Restituez sans aucune modification le passage du texte sur les Garamantes qui commence aux mots contenant « Le pays des » et s'arrête après « par les Garamantes. ».
───── Extrait choisi ─────
Les Garamantes sont ces berbères du Sahara. Ils étaient connus pour être des bâtisseurs de villes. Leur nom vient de « Igherman », pluriel de Ighrem, la ville. Leur langue était le Tamachek, et leur écriture le Tifinagh, tout comme les touaregs qui leurs sont assimilés en partie.
Le pays des Garamantes, bien que situé dans le désert du Sahara, se composait de quatre grandes zones fertiles qui se trouvent à l’heure actuelle en plein désert du Sahara. Mais le pays n'a pas toujours été un désert. Il ressemblait davantage à une savane, avec des lacs éternels. Une grande population y vivait. Elle était connue comme les artisans de l'art de la faune sauvage, nommés d'après les animaux représentés comme dans le Tassili. Leur outil de prédilection était le silex. Par la suite, il y eut de grandes sécheresses, et la région a été complètement abandonnée. Les lacs ont disparu, laissant de grands champs de sel, qui vont constituer la matière première d’un commerce riche développé par les Garamantes.
───── Lignes de données ─────
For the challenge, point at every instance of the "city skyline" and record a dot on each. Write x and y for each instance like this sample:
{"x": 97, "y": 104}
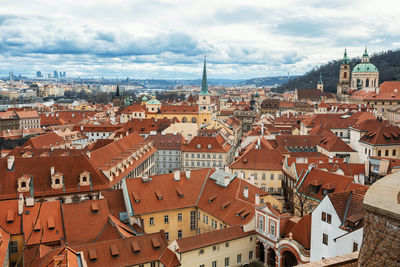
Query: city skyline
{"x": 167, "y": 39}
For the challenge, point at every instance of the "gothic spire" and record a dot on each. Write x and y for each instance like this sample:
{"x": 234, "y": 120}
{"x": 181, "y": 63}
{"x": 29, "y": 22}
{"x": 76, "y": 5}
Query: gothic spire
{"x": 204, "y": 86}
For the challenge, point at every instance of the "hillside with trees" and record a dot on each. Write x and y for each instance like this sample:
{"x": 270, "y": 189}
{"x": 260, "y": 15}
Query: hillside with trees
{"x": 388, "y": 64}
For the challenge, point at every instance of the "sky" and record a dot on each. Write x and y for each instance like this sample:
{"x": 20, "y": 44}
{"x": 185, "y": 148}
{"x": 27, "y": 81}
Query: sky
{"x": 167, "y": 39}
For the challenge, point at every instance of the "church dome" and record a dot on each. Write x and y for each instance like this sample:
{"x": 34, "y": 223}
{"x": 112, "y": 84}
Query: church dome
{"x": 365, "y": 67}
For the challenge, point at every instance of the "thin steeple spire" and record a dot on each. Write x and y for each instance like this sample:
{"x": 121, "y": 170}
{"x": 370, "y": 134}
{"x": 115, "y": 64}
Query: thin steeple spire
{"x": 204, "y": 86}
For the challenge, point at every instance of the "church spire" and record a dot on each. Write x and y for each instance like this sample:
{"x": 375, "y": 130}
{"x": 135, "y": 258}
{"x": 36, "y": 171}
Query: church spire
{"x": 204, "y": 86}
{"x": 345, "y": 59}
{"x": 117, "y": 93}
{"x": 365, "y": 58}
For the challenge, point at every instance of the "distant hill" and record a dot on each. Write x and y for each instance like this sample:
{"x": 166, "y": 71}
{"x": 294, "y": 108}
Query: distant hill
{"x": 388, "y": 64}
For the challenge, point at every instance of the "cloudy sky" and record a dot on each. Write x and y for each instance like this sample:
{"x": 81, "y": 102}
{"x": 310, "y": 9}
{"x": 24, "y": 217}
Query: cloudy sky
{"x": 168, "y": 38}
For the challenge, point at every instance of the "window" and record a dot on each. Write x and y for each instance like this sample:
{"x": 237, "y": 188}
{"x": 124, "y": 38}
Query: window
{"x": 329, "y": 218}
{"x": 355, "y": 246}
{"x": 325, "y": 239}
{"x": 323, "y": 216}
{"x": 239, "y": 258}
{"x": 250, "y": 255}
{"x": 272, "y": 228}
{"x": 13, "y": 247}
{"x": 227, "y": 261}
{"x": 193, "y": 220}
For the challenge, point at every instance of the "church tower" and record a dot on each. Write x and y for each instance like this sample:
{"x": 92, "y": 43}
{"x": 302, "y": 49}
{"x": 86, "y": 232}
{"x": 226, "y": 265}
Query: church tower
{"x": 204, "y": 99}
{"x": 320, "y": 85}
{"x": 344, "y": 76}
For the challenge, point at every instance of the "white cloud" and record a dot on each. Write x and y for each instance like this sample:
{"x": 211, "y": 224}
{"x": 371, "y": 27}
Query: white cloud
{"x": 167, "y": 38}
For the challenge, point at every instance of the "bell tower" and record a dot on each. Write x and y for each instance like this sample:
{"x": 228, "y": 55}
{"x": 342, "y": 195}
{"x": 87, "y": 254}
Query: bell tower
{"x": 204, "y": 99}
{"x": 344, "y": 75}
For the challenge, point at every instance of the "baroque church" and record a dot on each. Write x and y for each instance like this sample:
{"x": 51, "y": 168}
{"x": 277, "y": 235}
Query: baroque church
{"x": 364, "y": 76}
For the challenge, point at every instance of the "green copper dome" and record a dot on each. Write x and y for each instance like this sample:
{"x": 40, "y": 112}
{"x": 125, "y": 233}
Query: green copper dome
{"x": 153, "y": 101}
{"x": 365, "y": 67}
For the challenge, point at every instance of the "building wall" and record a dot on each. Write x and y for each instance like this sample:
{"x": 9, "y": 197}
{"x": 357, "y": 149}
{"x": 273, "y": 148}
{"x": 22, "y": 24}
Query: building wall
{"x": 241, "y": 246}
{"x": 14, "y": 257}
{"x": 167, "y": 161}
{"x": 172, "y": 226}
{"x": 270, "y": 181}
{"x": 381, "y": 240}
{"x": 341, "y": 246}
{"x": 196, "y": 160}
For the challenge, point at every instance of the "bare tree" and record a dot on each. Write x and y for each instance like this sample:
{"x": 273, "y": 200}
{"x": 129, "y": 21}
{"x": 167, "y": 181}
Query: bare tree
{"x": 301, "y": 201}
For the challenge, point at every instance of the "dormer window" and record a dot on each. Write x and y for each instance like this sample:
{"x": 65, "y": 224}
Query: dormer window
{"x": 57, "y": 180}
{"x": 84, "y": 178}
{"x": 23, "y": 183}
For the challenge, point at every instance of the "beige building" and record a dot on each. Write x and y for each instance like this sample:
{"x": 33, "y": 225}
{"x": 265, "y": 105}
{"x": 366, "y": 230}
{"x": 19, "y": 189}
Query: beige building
─────
> Corrigé de l'exercice
Le pays des Garamantes, bien que situé dans le désert du Sahara, se composait de quatre grandes zones fertiles qui se trouvent à l’heure actuelle en plein désert du Sahara. Mais le pays n'a pas toujours été un désert. Il ressemblait davantage à une savane, avec des lacs éternels. Une grande population y vivait. Elle était connue comme les artisans de l'art de la faune sauvage, nommés d'après les animaux représentés comme dans le Tassili. Leur outil de prédilection était le silex. Par la suite, il y eut de grandes sécheresses, et la région a été complètement abandonnée. Les lacs ont disparu, laissant de grands champs de sel, qui vont constituer la matière première d’un commerce riche développé par les Garamantes.